INSTRUCTIONS TO FOLLOW -> Write the listing out again, all of it, word for word.

EXCERPTED RECORDS ->
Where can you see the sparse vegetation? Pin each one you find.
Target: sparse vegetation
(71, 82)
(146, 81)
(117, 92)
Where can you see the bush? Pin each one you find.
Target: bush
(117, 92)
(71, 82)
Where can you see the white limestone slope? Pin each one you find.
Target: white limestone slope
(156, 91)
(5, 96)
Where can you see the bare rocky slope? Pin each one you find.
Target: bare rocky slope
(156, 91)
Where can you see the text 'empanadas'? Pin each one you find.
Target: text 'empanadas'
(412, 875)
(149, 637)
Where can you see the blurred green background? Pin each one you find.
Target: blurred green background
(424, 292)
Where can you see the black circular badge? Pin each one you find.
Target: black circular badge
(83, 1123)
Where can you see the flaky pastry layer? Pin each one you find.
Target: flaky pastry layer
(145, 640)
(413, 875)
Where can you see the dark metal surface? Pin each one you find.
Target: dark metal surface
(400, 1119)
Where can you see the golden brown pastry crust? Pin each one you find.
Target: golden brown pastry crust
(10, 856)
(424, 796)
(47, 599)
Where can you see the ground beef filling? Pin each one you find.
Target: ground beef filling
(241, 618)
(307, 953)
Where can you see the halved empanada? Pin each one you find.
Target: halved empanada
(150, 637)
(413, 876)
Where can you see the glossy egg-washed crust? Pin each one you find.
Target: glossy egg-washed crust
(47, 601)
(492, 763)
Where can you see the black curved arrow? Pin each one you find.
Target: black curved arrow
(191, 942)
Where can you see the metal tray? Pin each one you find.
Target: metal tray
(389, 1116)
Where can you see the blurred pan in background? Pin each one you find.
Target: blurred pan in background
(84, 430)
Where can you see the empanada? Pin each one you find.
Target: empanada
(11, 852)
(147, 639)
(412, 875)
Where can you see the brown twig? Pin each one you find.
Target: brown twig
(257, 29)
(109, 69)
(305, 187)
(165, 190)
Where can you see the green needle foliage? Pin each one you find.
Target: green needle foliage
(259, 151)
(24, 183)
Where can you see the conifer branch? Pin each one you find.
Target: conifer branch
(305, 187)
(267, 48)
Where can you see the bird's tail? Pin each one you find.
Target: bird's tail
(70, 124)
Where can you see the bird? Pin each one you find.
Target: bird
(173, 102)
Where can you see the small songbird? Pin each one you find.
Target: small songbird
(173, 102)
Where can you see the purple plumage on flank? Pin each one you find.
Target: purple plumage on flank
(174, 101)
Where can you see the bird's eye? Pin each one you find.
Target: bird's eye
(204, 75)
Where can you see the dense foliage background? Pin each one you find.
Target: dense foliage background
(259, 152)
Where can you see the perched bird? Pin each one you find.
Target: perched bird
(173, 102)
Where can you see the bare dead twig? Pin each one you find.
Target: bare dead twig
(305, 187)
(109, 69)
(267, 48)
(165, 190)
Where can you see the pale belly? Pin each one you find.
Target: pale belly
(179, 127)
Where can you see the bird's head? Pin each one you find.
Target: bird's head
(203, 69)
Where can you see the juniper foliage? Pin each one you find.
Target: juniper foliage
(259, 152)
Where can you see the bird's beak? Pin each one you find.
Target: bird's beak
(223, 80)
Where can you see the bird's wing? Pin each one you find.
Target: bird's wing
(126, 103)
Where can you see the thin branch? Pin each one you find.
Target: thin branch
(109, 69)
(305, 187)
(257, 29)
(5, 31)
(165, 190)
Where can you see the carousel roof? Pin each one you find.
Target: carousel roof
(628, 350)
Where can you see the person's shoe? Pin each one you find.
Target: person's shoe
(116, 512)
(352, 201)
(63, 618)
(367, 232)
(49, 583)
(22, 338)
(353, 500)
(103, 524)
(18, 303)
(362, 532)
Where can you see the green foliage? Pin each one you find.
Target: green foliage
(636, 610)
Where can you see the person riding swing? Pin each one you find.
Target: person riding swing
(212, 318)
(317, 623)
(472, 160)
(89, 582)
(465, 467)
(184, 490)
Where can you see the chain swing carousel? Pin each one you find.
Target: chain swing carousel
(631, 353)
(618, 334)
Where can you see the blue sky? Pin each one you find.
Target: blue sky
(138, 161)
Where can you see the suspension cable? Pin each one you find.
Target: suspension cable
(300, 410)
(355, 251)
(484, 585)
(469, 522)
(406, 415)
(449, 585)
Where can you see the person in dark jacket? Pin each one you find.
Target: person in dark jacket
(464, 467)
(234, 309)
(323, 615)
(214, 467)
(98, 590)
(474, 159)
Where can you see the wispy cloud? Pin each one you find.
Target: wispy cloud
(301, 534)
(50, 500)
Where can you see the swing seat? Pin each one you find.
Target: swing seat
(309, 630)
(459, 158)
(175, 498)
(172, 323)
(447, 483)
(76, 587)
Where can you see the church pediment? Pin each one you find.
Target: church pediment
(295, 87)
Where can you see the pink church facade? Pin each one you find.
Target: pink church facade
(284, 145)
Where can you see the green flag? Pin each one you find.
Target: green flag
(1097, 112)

RESPONSE BELOW ->
Where can you see the sparse vegetation? Pin each one you find.
Target: sparse vegetation
(71, 82)
(146, 81)
(117, 92)
Where can you see the bush? Pin each one you find.
Target: bush
(117, 92)
(71, 82)
Where can you see the white limestone slope? Pin each one you find.
Target: white limestone slope
(156, 91)
(5, 96)
Where can you see the bare rocky slope? Pin each one you find.
Target: bare rocky slope
(156, 91)
Where can you see the text 'empanadas'? Pin each one you find.
Target: text 'empanadas'
(412, 875)
(149, 637)
Where can you see the blurred green background? Pin each one you find.
Target: blurred green background
(424, 292)
Where can you see the black circular badge? Pin each one you find.
Target: black circular badge
(83, 1123)
Where can you see the flaky pastry layer? Pin each one you find.
Target: flaky pastry layer
(145, 640)
(413, 875)
Where can you see the dark metal surface? Pin each one you find.
Target: dark metal surface
(400, 1119)
Where can you see the golden brown pastry crust? Pin each one you find.
Target: golden brown pastry crust
(10, 856)
(424, 796)
(47, 599)
Where can you see the ground beef filling? Pin each one you find.
Target: ground beef filling
(241, 618)
(307, 953)
Where can you see the halved empanada? Pin each one you find.
Target: halved empanada
(150, 637)
(413, 876)
Where can you see the glossy egg-washed crust? Pin each one you find.
Target: glossy egg-washed crust
(47, 601)
(492, 763)
Where can you see the black curved arrow? Pin each one you find.
Target: black curved arrow
(191, 942)
Where can you see the metal tray? Pin each one you find.
Target: metal tray
(389, 1116)
Where can you see the blurred pan in background? Pin each one you find.
Target: blurred pan in background
(84, 430)
Where can you see the empanada? Pin each one you find.
Target: empanada
(11, 852)
(147, 639)
(412, 875)
Where can you see the brown twig? Pin each one you find.
Target: brown twig
(257, 29)
(109, 69)
(305, 187)
(165, 190)
Where can you see the green needle foliage? Pin each one you find.
Target: green needle foliage
(259, 151)
(24, 183)
Where can you see the conifer branch? Pin each one you find.
Target: conifer branch
(305, 187)
(267, 48)
Where can you see the bird's tail? Pin each one you find.
Target: bird's tail
(70, 124)
Where can you see the bird? Pin each one you find.
Target: bird
(173, 102)
Where can you see the small songbird? Pin each one you find.
Target: small songbird
(173, 102)
Where can you see the purple plumage on flank? Pin each one you find.
Target: purple plumage on flank
(174, 101)
Where can you see the bird's eye? Pin each one you find.
Target: bird's eye
(204, 75)
Where can you see the dense foliage background? Pin each one you find.
Target: dense foliage background
(259, 152)
Where can you see the perched bird? Pin each one you find.
Target: perched bird
(173, 102)
Where can you see the bare dead twig? Pin each one you find.
Target: bare dead twig
(305, 187)
(109, 69)
(267, 48)
(165, 190)
Where can you see the pale belly? Pin each one you find.
Target: pale belly
(179, 127)
Where can you see the bird's head? Pin each one you find.
Target: bird's head
(203, 69)
Where can you see the juniper foliage? Pin each one you find.
Target: juniper foliage
(259, 152)
Where can you see the bird's beak? Pin each one you find.
Target: bird's beak
(223, 80)
Where can you see the bird's wing? Pin each one you find.
Target: bird's wing
(126, 103)
Where can you see the thin branch? Pin each one you find.
Target: thin branch
(109, 69)
(305, 187)
(257, 29)
(5, 31)
(165, 190)
Where can you see the carousel roof? Pin each one you find.
Target: carousel roof
(628, 350)
Where can you see the person's shoe? Pin each one you find.
Target: person's shoe
(116, 512)
(352, 201)
(63, 618)
(367, 232)
(49, 583)
(22, 338)
(353, 500)
(103, 524)
(18, 303)
(362, 532)
Where can you see the green foliage? Pin each one you find.
Target: green foliage
(636, 610)
Where can you see the person riding swing? Pin each one you find.
Target: person riding swing
(212, 318)
(317, 623)
(472, 160)
(89, 582)
(465, 467)
(184, 490)
Where can you see the chain swing carousel? Pin each one you find.
Target: chain swing carousel
(631, 353)
(618, 334)
Where can you see the blue sky? Pin each one you find.
Target: blue sky
(138, 161)
Where can you see the suspension cable? Pin each one you find.
Target: suspension cable
(300, 410)
(355, 251)
(484, 585)
(469, 522)
(406, 415)
(449, 585)
Where can you see the person in dark jacket? Pin each one you find.
Target: person in dark jacket
(464, 467)
(234, 309)
(323, 615)
(214, 467)
(98, 590)
(474, 159)
Where can you see the wispy cloud? Pin each one you find.
Target: wispy cloud
(301, 534)
(50, 500)
Where can you see the swing seat? Pin each one you find.
Target: swing seat
(309, 630)
(459, 158)
(175, 498)
(172, 323)
(447, 483)
(76, 587)
Where can you see the church pediment? Pin each one you find.
Target: church pediment
(295, 87)
Where can you see the pink church facade? Pin each one you find.
Target: pink church facade
(284, 145)
Where can you see the green flag? Pin each one you find.
Target: green flag
(1097, 112)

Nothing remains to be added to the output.